#### Gestellte Aufgabe
Finde in der Auflistung jede Zeile, die das Wort „mature“ enthält, und schreib diese Zeilen unverändert ab.

#### Bereitgestellte Angaben

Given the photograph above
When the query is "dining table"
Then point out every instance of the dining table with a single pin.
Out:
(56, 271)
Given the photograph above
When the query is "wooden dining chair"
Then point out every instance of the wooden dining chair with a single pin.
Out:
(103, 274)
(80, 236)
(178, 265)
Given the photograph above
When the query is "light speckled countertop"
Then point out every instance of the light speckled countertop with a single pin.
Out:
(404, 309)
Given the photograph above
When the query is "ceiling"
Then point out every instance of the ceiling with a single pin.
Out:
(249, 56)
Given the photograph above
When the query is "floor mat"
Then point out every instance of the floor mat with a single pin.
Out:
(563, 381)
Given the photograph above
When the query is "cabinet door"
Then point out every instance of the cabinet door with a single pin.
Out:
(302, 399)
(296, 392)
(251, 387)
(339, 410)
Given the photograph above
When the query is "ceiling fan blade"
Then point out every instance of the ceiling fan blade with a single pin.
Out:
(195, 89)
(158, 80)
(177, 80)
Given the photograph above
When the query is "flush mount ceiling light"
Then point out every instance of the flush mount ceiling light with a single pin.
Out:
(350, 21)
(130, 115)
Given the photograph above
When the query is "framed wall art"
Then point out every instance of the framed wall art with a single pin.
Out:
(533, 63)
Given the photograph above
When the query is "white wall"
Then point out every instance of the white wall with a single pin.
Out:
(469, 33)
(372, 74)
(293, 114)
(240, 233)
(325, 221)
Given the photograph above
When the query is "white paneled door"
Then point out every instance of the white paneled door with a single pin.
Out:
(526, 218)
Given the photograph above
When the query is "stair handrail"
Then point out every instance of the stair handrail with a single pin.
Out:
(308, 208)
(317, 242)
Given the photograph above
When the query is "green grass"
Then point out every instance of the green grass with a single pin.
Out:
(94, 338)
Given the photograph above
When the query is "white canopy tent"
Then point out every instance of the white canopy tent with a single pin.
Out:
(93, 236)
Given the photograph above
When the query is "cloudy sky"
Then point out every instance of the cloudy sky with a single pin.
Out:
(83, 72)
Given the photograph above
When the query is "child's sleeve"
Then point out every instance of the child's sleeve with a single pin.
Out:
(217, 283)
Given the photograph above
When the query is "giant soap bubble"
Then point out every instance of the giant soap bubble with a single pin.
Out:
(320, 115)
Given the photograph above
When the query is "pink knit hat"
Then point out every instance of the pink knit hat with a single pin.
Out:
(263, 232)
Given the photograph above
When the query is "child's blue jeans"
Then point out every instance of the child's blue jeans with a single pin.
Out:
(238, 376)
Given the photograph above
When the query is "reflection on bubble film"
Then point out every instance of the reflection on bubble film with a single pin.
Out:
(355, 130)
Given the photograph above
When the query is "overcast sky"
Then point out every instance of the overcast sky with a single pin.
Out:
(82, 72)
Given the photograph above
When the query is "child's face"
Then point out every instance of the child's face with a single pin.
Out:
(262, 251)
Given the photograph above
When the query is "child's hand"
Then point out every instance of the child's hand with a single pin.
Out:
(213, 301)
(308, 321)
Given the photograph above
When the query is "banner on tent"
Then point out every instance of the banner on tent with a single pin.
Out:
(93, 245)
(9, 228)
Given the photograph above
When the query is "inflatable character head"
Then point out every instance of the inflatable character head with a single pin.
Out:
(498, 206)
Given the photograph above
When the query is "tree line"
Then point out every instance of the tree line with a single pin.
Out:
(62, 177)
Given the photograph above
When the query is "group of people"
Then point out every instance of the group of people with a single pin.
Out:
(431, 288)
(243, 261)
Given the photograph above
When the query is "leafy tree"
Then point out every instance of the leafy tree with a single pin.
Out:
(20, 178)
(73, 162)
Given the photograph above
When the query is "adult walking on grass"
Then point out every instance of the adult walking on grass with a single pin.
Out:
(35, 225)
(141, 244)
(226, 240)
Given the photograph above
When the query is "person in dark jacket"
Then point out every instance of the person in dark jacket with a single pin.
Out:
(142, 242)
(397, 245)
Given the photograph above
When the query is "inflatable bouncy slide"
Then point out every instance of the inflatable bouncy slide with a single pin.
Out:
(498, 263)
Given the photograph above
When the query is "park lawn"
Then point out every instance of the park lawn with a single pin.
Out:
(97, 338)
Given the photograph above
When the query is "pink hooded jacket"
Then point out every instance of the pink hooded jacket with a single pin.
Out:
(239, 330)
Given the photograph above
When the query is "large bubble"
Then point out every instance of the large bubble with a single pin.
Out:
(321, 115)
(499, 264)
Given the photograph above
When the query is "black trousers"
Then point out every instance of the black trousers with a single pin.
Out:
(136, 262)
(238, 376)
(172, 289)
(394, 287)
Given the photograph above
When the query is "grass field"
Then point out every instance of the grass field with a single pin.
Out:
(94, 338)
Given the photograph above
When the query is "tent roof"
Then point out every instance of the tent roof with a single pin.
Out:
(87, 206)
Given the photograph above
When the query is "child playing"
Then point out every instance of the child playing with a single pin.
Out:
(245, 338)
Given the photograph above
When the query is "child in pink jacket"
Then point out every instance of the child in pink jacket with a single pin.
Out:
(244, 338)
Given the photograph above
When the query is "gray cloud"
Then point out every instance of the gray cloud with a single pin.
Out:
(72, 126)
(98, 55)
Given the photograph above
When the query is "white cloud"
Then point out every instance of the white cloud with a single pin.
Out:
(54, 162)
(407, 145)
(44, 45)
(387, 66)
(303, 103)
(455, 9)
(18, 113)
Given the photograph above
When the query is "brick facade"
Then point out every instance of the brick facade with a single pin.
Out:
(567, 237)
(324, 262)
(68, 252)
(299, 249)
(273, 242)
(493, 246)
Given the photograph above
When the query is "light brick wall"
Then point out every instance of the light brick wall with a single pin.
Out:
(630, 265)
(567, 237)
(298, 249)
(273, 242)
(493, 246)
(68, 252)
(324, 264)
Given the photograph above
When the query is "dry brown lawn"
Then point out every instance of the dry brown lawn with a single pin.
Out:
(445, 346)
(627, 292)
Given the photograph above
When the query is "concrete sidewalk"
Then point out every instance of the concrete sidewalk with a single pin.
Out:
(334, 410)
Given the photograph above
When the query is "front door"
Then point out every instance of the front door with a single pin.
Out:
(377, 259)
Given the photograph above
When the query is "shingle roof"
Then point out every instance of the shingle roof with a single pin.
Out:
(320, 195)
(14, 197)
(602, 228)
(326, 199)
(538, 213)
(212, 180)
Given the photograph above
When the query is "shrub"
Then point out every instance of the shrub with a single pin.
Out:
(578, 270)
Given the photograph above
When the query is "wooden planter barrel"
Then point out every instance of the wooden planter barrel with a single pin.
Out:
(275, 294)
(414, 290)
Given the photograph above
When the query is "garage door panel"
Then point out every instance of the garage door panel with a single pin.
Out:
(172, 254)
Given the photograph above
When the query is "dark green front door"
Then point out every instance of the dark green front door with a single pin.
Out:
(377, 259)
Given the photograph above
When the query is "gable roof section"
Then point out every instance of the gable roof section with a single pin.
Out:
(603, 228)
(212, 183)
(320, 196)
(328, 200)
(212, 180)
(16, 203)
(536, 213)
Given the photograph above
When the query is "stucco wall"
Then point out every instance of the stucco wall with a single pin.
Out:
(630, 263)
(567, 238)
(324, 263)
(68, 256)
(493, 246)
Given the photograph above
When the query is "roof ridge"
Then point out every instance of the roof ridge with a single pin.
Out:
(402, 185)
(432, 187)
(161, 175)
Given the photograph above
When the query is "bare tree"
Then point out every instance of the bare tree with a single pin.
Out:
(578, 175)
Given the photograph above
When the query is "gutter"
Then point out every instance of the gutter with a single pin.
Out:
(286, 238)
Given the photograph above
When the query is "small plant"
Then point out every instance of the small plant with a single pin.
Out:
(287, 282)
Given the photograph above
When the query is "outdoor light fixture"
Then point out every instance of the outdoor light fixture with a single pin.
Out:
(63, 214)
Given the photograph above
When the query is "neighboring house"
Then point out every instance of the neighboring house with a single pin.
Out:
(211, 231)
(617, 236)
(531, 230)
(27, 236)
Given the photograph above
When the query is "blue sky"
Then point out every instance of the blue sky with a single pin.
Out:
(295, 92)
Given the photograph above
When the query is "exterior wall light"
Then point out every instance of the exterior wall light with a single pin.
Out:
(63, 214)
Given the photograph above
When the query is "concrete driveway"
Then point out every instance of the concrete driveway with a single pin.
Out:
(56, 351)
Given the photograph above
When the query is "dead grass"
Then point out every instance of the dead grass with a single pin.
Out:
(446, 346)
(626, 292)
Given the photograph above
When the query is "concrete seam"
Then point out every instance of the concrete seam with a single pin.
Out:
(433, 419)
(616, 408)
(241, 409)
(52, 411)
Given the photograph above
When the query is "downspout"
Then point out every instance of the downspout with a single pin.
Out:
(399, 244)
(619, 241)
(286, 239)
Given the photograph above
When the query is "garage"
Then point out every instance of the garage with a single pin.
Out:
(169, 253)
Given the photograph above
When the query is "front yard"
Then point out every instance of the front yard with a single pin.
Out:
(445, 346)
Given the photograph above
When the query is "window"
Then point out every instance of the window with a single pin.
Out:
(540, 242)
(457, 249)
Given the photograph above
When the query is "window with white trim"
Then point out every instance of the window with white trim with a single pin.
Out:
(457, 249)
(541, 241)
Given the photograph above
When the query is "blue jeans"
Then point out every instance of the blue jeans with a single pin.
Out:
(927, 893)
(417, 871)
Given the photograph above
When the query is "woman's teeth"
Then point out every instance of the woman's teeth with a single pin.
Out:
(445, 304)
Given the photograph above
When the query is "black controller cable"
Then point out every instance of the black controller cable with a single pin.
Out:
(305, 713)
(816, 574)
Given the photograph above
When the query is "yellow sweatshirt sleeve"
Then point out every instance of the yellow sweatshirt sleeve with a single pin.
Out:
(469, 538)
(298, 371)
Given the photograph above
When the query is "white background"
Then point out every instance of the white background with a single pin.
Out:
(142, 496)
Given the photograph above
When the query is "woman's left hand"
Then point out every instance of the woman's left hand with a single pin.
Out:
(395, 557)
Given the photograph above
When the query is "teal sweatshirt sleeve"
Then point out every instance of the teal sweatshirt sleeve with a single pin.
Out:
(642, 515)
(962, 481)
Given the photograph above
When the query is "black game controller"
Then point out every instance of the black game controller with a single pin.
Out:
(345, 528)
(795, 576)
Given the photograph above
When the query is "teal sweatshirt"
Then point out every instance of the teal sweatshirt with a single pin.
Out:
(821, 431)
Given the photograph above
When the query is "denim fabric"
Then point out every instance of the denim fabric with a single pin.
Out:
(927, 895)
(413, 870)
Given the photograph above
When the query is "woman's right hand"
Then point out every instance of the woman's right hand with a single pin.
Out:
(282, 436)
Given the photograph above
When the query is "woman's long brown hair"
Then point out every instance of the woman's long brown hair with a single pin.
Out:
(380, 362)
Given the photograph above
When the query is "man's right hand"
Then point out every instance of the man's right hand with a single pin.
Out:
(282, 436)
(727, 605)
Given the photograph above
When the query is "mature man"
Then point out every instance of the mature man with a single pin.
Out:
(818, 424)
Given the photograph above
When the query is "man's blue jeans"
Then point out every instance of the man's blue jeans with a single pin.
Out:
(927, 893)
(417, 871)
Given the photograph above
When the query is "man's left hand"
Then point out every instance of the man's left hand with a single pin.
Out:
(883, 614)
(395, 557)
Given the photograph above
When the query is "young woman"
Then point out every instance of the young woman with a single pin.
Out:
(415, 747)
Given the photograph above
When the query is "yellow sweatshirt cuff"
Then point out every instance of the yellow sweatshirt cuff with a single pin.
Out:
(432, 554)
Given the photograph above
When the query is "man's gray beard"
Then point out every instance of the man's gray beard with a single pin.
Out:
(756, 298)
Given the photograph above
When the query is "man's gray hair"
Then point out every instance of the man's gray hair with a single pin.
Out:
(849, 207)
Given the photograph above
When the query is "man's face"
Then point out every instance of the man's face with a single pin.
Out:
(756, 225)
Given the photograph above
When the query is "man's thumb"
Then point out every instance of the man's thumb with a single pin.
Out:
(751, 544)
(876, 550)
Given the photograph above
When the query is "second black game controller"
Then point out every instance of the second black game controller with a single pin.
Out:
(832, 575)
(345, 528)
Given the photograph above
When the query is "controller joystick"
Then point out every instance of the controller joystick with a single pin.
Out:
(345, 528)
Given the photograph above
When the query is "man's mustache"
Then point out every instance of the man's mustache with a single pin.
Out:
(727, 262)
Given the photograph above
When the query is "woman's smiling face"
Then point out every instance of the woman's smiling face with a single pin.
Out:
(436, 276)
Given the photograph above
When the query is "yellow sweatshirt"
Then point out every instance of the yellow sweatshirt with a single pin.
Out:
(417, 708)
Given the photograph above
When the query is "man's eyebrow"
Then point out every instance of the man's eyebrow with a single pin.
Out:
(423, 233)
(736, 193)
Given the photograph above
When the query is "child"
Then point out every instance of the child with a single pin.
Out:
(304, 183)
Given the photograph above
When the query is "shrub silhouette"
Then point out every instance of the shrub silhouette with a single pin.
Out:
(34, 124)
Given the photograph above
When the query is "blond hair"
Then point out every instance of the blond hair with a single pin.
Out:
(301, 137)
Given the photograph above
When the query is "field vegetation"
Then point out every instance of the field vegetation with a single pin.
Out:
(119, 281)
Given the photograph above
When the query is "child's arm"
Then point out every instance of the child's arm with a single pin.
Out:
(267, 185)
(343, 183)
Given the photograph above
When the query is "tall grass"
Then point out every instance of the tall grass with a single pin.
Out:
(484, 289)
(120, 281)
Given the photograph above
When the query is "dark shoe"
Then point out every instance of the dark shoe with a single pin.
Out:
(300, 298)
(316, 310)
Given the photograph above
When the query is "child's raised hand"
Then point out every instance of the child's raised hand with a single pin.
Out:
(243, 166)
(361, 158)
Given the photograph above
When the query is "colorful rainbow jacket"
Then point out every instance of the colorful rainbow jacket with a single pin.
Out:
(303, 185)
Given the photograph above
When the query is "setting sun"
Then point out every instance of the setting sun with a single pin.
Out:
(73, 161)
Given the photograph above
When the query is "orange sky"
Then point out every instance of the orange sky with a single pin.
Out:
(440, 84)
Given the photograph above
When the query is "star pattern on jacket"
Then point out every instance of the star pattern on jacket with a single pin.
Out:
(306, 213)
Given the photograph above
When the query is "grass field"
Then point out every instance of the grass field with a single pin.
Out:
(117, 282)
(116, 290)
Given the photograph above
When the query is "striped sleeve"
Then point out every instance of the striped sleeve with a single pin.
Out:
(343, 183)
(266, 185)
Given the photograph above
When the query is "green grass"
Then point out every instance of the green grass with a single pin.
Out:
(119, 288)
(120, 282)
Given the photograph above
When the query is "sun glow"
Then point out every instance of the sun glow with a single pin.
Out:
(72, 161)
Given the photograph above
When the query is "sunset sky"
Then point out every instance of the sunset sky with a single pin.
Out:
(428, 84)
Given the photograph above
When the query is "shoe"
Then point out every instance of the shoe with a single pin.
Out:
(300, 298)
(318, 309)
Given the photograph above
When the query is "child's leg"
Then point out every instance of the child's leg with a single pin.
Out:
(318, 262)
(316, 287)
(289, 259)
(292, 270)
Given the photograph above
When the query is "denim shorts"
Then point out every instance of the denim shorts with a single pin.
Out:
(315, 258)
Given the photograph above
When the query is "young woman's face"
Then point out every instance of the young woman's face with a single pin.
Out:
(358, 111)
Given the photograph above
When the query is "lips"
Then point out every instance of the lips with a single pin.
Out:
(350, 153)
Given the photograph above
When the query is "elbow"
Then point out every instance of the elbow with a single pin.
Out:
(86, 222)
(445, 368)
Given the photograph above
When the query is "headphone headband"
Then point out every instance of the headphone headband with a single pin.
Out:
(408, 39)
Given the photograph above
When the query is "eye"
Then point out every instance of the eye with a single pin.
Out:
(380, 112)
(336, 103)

#### Übungsergebnis
When the query is "mature man"
Then point out every instance of the mature man with a single pin.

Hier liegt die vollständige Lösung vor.